Exercise description – Recast the items below as a Markdown table with a Number column and a Text column, giving each nonblank line its own numbered row. Leave the pictures out of the answer.

Provided material –
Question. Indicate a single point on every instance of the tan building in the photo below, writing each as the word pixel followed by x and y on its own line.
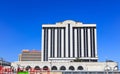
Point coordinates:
pixel 28 55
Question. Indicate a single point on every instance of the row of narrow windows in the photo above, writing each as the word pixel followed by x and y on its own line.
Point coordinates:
pixel 59 43
pixel 55 68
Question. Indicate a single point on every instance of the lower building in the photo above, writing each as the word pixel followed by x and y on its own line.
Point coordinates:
pixel 68 66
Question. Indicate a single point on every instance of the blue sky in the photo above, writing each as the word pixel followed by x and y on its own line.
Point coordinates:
pixel 21 22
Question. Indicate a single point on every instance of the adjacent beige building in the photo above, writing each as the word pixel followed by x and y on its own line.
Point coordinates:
pixel 28 55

Response to the task –
| Number | Text |
|---|---|
| 1 | Question. Indicate a single point on every instance of the tan building in the photo below, writing each as the word pixel followed by x and y on its own line. |
| 2 | Point coordinates: |
| 3 | pixel 28 55 |
| 4 | Question. Indicate a single point on every instance of the row of narrow windows in the photo above, writing each as the word pixel followed by x and y on its own line. |
| 5 | Point coordinates: |
| 6 | pixel 59 43 |
| 7 | pixel 55 68 |
| 8 | Question. Indicate a single point on every instance of the lower building in the photo above, writing each as the word pixel followed by x and y on its own line. |
| 9 | Point coordinates: |
| 10 | pixel 68 66 |
| 11 | Question. Indicate a single point on every instance of the blue sky in the photo above, writing each as the word pixel followed by x and y on its own line. |
| 12 | Point coordinates: |
| 13 | pixel 21 22 |
| 14 | Question. Indicate a single point on every instance of the adjacent beige building in the photo above, writing each as the word pixel followed by x and y on its own line. |
| 15 | Point coordinates: |
| 16 | pixel 28 55 |